Excerpts from point annotation data:
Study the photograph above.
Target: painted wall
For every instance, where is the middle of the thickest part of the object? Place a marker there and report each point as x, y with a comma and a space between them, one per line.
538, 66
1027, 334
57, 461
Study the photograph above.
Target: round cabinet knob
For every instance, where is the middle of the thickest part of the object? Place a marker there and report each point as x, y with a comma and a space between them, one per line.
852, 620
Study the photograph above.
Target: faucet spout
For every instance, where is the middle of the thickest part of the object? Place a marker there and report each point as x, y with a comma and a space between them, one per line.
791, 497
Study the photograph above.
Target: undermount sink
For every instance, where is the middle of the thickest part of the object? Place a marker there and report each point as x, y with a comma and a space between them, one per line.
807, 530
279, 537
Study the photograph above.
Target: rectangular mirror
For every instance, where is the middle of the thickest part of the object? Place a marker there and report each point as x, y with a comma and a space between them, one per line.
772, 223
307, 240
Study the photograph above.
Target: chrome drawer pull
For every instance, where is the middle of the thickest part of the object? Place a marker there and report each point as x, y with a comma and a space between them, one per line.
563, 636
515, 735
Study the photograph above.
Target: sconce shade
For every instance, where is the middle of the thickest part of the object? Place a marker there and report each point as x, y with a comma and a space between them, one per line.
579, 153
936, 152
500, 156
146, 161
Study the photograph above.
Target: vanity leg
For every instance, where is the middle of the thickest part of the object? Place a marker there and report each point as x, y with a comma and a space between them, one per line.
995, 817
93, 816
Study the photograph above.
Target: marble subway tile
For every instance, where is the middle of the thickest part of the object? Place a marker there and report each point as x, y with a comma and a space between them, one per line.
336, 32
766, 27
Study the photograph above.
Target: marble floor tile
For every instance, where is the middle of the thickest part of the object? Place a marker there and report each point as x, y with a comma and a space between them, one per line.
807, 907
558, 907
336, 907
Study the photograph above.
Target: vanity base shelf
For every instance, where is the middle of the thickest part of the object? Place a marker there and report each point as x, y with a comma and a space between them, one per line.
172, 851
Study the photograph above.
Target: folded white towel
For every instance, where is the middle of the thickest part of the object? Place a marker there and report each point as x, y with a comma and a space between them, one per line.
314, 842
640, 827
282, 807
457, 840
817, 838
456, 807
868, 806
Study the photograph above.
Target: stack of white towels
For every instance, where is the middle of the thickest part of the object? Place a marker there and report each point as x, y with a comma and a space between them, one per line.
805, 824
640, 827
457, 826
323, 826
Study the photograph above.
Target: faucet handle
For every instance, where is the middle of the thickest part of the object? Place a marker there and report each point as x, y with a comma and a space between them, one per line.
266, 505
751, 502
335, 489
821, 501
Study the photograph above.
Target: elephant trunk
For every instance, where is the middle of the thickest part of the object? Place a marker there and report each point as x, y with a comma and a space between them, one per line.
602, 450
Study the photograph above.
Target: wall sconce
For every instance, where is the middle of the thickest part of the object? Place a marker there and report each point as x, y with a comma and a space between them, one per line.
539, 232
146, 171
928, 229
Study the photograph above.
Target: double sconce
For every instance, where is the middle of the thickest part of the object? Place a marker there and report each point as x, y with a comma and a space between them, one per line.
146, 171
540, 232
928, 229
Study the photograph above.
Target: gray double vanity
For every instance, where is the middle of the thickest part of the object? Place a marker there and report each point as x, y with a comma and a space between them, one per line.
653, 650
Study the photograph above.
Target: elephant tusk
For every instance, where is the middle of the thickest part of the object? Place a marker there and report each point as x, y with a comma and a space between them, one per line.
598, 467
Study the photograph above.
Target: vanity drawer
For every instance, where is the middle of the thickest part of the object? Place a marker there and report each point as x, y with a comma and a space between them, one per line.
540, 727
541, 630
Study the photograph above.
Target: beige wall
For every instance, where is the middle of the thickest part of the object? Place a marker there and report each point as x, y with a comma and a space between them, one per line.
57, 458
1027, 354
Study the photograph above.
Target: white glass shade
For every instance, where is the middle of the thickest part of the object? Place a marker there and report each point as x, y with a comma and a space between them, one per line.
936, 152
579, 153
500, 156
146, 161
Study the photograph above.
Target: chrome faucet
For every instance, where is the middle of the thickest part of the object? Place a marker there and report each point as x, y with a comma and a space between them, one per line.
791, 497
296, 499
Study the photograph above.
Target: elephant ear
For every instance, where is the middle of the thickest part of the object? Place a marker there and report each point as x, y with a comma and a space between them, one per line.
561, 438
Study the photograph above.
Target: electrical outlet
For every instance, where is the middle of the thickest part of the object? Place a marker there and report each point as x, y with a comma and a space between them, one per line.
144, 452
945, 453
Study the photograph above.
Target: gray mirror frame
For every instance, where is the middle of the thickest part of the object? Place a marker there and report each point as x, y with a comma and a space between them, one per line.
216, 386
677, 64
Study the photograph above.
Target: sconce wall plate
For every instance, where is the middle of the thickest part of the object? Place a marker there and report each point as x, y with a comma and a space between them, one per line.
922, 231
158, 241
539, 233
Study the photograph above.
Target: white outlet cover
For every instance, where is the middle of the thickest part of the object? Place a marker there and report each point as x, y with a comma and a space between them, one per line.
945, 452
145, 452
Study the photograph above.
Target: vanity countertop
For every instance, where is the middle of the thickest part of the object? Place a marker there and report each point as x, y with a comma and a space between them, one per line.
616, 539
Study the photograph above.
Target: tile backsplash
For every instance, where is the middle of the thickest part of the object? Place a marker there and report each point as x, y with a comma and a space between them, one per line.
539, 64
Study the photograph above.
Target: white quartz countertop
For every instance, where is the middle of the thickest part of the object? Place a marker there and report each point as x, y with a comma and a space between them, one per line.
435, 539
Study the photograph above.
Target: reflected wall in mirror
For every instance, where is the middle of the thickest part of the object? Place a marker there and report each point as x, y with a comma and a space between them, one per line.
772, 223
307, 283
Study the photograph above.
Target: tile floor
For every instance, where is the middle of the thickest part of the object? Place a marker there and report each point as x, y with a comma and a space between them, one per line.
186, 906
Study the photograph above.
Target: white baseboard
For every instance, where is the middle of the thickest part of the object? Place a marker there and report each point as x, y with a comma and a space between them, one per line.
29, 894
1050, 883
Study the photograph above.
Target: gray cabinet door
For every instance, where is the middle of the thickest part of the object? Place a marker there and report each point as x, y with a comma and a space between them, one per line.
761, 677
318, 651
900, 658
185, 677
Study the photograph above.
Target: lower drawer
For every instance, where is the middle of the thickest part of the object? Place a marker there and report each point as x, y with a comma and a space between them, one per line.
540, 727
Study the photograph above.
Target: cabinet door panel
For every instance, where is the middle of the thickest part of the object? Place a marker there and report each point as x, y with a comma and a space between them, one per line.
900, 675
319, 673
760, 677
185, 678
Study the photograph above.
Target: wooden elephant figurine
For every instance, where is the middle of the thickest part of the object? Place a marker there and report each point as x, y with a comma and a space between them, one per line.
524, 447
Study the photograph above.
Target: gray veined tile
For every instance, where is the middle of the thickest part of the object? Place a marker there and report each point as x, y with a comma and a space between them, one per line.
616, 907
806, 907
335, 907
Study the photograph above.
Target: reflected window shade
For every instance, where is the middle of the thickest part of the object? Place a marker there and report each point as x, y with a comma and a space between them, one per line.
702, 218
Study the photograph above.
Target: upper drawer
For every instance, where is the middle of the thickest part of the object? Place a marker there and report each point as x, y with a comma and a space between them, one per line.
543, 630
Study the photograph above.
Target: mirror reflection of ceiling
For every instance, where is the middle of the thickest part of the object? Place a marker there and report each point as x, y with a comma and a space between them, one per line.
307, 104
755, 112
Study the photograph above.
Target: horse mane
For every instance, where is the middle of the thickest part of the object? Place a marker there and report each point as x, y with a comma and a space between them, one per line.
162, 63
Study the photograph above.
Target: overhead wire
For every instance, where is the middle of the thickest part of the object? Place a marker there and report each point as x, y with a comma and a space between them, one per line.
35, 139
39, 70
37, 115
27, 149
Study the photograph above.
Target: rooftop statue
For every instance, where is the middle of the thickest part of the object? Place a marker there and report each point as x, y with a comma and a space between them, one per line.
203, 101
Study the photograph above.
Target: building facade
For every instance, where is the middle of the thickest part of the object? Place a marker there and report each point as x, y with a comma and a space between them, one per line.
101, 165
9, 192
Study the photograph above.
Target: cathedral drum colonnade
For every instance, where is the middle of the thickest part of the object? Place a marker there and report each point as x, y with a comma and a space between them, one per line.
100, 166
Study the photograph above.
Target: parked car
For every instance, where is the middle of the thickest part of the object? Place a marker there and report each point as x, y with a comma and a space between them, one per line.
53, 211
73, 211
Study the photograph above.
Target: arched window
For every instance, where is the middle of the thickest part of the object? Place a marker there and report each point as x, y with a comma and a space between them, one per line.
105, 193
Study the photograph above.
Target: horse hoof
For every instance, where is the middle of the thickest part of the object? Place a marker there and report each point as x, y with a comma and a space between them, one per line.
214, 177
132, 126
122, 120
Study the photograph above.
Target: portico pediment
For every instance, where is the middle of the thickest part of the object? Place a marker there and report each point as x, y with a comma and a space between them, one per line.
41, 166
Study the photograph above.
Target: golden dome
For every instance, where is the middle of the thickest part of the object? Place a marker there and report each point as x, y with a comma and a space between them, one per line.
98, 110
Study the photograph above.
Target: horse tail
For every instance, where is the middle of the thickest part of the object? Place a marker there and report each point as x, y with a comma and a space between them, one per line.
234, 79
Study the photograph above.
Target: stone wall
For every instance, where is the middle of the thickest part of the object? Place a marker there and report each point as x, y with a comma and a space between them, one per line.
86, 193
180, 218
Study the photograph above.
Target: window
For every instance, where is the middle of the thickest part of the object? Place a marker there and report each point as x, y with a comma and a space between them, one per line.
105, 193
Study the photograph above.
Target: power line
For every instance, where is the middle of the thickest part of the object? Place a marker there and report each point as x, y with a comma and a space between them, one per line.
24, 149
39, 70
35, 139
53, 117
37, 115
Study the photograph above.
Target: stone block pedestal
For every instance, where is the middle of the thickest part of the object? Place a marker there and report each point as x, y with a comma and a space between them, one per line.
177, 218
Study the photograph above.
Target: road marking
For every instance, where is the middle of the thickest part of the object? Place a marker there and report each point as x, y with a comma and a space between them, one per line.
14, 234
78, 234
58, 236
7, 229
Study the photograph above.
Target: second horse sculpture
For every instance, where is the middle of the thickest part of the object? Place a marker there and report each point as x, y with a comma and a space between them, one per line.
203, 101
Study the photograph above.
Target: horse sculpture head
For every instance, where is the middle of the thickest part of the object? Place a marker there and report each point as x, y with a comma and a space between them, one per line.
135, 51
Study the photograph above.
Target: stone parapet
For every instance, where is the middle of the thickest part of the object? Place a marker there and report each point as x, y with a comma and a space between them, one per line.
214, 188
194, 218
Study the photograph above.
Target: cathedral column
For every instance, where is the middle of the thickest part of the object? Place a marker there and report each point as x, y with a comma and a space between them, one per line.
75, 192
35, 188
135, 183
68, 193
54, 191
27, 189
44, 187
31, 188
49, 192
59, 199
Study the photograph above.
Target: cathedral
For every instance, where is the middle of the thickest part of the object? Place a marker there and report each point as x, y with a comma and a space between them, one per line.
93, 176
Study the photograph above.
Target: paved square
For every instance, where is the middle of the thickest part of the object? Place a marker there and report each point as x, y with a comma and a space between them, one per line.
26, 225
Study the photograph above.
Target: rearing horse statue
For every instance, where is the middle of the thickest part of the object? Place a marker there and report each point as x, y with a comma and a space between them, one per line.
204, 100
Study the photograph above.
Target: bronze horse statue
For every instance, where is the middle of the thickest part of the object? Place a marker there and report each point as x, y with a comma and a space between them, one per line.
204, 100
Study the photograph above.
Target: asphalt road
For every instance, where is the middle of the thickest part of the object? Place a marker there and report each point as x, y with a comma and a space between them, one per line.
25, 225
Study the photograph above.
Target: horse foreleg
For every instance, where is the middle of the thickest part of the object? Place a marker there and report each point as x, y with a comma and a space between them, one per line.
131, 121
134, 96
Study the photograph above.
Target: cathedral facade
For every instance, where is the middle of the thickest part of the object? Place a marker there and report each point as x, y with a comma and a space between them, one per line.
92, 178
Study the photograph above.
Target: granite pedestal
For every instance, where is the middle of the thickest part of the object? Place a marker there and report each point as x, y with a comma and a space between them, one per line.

WRITTEN REQUEST:
Find every line in the material above that contains the string "cathedral" and copy each one. Case counts.

SOLUTION FOR THIS EXERCISE:
Target: cathedral drum colonnade
Target: cathedral column
Target: cathedral
Target: cathedral facade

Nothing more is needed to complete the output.